Exercise instructions:
An exact copy of all the data is the required output.

Dataset excerpts:
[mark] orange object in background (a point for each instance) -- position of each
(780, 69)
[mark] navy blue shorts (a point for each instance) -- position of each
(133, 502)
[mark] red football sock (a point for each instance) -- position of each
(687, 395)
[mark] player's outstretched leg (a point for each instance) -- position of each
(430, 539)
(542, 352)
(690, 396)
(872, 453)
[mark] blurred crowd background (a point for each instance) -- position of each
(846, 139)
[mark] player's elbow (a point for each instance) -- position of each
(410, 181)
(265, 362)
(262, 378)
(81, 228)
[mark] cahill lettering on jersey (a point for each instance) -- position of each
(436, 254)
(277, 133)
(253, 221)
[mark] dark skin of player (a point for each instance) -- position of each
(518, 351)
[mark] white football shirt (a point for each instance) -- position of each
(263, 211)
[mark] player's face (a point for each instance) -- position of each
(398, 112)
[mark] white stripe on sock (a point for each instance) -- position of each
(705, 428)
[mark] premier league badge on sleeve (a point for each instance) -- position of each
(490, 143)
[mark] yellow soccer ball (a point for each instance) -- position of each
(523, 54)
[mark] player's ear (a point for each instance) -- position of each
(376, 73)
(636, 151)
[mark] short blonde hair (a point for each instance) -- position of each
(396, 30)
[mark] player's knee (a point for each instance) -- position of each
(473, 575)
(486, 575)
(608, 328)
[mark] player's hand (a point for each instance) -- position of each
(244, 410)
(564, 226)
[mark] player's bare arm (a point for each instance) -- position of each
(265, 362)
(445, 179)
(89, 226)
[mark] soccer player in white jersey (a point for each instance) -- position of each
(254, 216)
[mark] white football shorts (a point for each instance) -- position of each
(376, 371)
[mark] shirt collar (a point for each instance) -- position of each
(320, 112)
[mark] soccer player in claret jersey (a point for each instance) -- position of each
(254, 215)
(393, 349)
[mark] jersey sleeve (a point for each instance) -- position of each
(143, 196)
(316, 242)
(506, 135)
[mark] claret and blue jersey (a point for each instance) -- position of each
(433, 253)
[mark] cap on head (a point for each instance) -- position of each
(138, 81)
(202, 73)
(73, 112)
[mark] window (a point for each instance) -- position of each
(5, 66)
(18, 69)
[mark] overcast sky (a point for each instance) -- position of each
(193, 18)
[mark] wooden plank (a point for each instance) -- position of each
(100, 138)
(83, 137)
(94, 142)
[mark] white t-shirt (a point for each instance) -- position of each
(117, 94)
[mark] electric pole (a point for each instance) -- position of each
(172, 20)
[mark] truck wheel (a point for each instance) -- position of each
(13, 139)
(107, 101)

Answer space:
[mark] orange object in background (a point for each instance) -- position of each
(780, 69)
[mark] navy blue shorts (a point for each instance) -- position of each
(133, 502)
[mark] red football sock (a point for each instance) -- position of each
(687, 395)
[mark] player's outstretched leg (a point for each instance) -- position of each
(430, 539)
(542, 352)
(690, 396)
(872, 453)
[mark] blurred crowd background (a point for each instance) -- position of each
(846, 139)
[mark] player's elbow (a point for each instance) -- position of each
(410, 181)
(265, 362)
(262, 378)
(81, 228)
[mark] cahill lettering on jersey (a point for each instance) -- position of each
(436, 254)
(277, 133)
(253, 221)
[mark] dark skin of player (a point for each instance) -- position of each
(518, 351)
[mark] white football shirt (a point for each instance) -- position of each
(263, 211)
[mark] player's face (a point for each instance) -- position of each
(398, 112)
[mark] white stripe on sock (a point for each instance) -- position of each
(705, 428)
[mark] premier league badge on sleeve (a point for each instance) -- position of each
(490, 143)
[mark] yellow soccer ball (a point for each instance) -- position of each
(523, 54)
[mark] player's ear (a point for each instance) -- position of each
(376, 73)
(636, 151)
[mark] short blonde hair (a point for each instance) -- position of each
(396, 30)
[mark] player's knee (a point for each instance) -- position of each
(473, 575)
(486, 575)
(608, 328)
[mark] player's hand (a point for each instance) -- position of each
(244, 410)
(564, 226)
[mark] player's bare arm (a point for each instance) -- position of each
(265, 362)
(445, 179)
(89, 226)
[mark] soccer player in white jersey (a point for each instance) -- position of each
(254, 216)
[mark] white football shorts (a point for each instance) -- position of each
(376, 371)
[mark] shirt collar (a point for each instance) -- position of each
(320, 112)
[mark] soccer player in claret jersey (a point for each instance) -- position of each
(254, 215)
(393, 349)
[mark] jersey sleeve (a point for each instance) -- position of each
(143, 196)
(316, 242)
(506, 135)
[mark] claret and blue jersey (a point for each instance) -- position of each
(433, 253)
[mark] cap on head (a point for each instance) -- position of each
(138, 81)
(202, 73)
(73, 112)
[mark] window (a point for each instance) -- position of each
(5, 66)
(18, 69)
[mark] overcast sky (a point for each instance) -- position of each
(193, 18)
[mark] wooden plank (a point for each instance) -- position of each
(100, 138)
(83, 137)
(94, 142)
[mark] white t-shirt (a point for each instance) -- position of each
(117, 94)
[mark] electric pole (a point for each instance) -- position of each
(172, 20)
[mark] truck wheel (a point for each instance) -- position of each
(13, 139)
(107, 101)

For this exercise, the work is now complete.